**Task objective:** Convert the items below into a two-column CSV with the headers text and answer. Give one row per item, with the item's text and its answer each in a single double-quoted field and every line break replaced by a space.

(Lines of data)

[BEGIN]

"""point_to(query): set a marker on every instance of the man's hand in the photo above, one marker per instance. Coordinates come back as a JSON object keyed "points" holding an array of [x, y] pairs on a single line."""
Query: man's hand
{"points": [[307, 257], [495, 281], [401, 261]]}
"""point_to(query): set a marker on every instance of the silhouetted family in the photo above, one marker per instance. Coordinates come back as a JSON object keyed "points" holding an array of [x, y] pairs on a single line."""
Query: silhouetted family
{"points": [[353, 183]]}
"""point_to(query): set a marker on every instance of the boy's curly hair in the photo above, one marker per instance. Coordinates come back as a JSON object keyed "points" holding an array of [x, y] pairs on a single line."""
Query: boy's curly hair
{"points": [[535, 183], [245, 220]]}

[END]

**Worked solution:**
text,answer
"""""""point_to(query): set a marker on every instance of the man's hand in the photo above, one marker per instance. Coordinates come back as a JSON object keyed ""points"" holding an array of [x, y] pairs on a single line."""""" Query: man's hand","{""points"": [[307, 257], [495, 281], [401, 261]]}"
"""""""point_to(query): set a marker on every instance of the silhouetted family in the photo above, one marker per instance. Coordinates come back as a JSON object keyed ""points"" holding an array of [x, y] pairs on a single line."""""" Query: silhouetted family","{""points"": [[353, 183]]}"
"""""""point_to(query): set a marker on every instance of the boy's curly hair in the photo above, one marker per instance. Coordinates come back as a JSON object keyed ""points"" holding an array of [x, y] pairs on a single line."""""" Query: boy's curly hair","{""points"": [[535, 183], [245, 220]]}"